Direction
Reproduce every line of the items below verbatim, omitting the pictures.

Information shown
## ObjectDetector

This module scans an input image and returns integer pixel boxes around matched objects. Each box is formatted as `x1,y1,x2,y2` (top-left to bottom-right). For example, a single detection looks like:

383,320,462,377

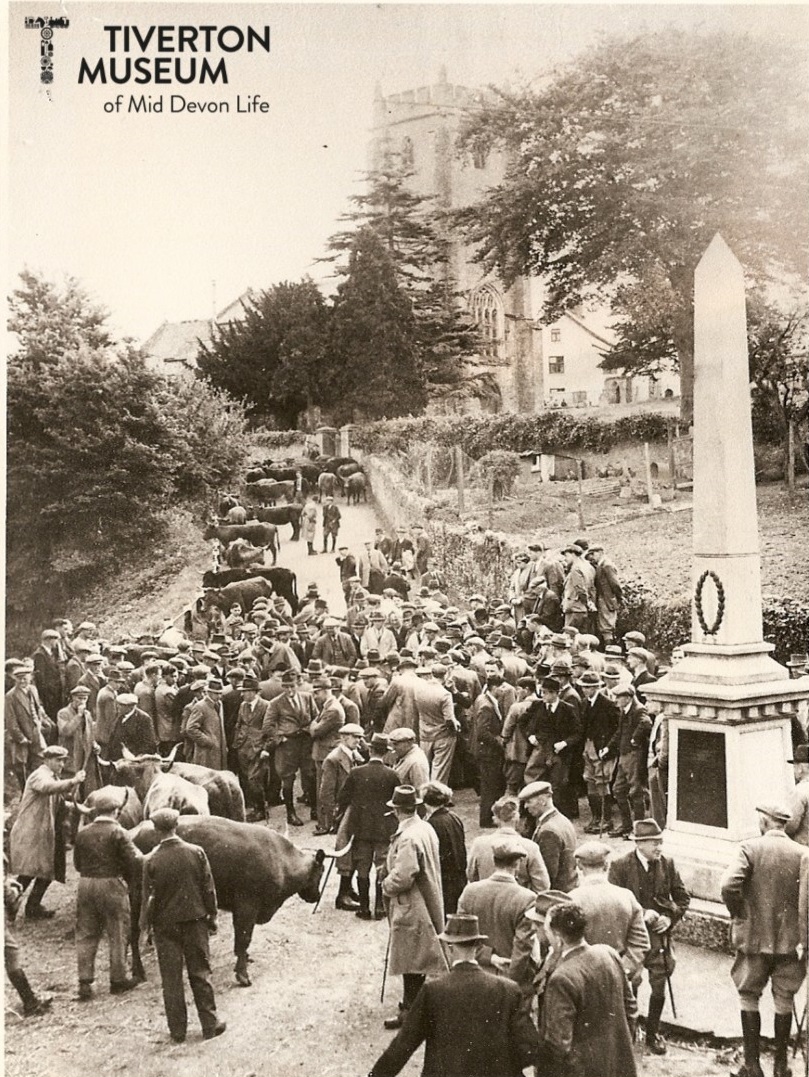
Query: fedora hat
387,785,422,811
438,912,489,942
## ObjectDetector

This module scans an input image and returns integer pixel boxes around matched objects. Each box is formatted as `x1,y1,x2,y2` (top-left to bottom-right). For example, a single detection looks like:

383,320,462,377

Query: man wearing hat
4,661,55,791
335,733,399,920
108,691,157,759
721,803,809,1077
31,628,65,722
536,901,637,1077
9,744,85,920
262,670,318,826
369,914,538,1077
587,543,624,644
458,838,535,992
578,670,620,835
233,676,269,820
784,744,809,847
608,819,691,1054
519,782,576,894
185,680,227,770
610,683,652,838
562,543,590,632
140,808,226,1044
73,793,142,1002
315,722,363,835
309,675,346,834
570,841,650,983
382,785,446,1029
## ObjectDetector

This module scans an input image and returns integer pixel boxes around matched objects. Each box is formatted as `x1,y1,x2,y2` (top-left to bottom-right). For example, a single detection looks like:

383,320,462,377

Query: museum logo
25,15,70,86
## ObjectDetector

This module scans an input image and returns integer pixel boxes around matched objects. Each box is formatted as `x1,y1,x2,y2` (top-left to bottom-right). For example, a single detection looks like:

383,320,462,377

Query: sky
6,0,809,340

Full response
## ObjectDetector

This module scans an input image and returns integer pixel boxes around matched objects. Each box is formatted as `x1,y1,x2,y2` (top-left to bottom-right). For example, a single detection looks like:

383,320,462,377

Query: fedora hat
387,785,422,811
438,912,489,942
## ObjectDetector

This module scans an input image and returns integer pixel boxes around matched objects. Each box is formatted as `x1,y1,x2,y2` (top-left to bottom-right). For example, a single detection looks like:

383,320,462,377

Query: man wearing hat
4,661,55,791
335,733,399,920
108,691,157,759
721,803,809,1077
31,628,65,722
536,901,637,1077
9,744,85,920
262,670,318,826
369,914,538,1077
587,543,624,644
458,838,535,992
578,670,620,835
233,676,269,820
784,744,809,847
608,819,691,1054
519,782,576,894
185,680,227,770
610,683,652,838
562,543,590,632
140,808,226,1044
73,793,142,1002
315,722,363,835
309,675,346,834
570,841,650,983
382,785,446,1029
## ObjectDetector

This module scans an input image and returns integer pixel boxes around matched objects. Each box is formatted as `x1,y1,x2,y2` (top-left to bottom-right). For example, a single detection looks like:

383,320,462,377

Query: museum logo
25,15,70,86
## ObjectDetector

This module scans an input image and returns integer pixel boxes around matched objects. Each box is formatted as `x1,y1,x2,y2` (top-left to bottom-right). For example, a single detection looks like:

383,320,462,377

Query: sky
6,0,809,340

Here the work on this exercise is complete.